### Task directions
Change "evaluation" to "assessment" in the part of the listing that opens with the line containing "For this evaluation, locate the beard" and closes at the end of the listing, then write out those lines with nothing else altered.
++++ Given data ++++
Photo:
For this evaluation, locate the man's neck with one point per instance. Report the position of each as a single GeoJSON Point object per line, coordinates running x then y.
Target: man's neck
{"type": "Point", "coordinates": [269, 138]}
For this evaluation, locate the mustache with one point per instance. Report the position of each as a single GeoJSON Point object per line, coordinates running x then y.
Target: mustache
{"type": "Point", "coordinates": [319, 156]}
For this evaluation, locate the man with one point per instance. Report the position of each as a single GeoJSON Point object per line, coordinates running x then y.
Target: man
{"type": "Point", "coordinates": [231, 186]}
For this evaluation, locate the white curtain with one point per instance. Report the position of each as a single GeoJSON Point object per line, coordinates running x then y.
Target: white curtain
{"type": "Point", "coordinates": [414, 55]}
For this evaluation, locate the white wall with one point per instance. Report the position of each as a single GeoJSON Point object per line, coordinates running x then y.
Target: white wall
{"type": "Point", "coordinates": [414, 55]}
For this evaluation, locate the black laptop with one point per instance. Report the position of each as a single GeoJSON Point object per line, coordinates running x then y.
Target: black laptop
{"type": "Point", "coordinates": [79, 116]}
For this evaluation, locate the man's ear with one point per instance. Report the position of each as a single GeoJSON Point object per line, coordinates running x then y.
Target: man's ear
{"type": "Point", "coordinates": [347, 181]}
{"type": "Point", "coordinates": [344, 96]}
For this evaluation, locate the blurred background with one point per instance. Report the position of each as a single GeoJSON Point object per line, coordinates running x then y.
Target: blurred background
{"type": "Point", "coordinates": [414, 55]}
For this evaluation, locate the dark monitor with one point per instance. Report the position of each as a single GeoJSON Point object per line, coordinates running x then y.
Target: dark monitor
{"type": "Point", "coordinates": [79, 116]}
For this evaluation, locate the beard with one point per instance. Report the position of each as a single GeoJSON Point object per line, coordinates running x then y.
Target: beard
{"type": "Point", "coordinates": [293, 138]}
++++
### Answer to this exercise
For this assessment, locate the beard with one point per instance. Report the position of each as a single GeoJSON Point object per line, coordinates running x then y.
Target: beard
{"type": "Point", "coordinates": [293, 138]}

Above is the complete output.